The task: Copy each item below word for word, without the pictures.

════

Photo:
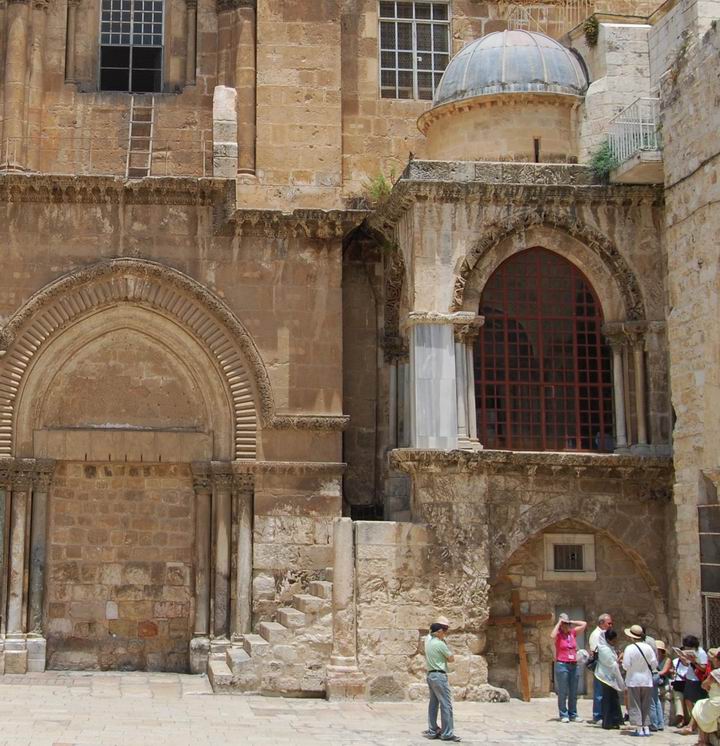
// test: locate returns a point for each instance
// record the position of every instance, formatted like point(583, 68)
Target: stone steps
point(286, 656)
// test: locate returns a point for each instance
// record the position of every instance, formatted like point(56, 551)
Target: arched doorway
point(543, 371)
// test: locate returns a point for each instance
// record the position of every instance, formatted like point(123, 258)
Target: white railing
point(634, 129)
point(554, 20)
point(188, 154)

════

Result:
Photo:
// test: locate returns a point for each instance
// record the position of every instance, formatted like point(583, 68)
Target: stone steps
point(286, 656)
// test: locate returns a point for each instance
// record the position of every instance, formatted like point(56, 551)
Target: arched doorway
point(543, 371)
// test: locate returns a point for each instance
// record the position of every instance, formatted like point(123, 258)
Target: white railing
point(634, 129)
point(554, 20)
point(188, 154)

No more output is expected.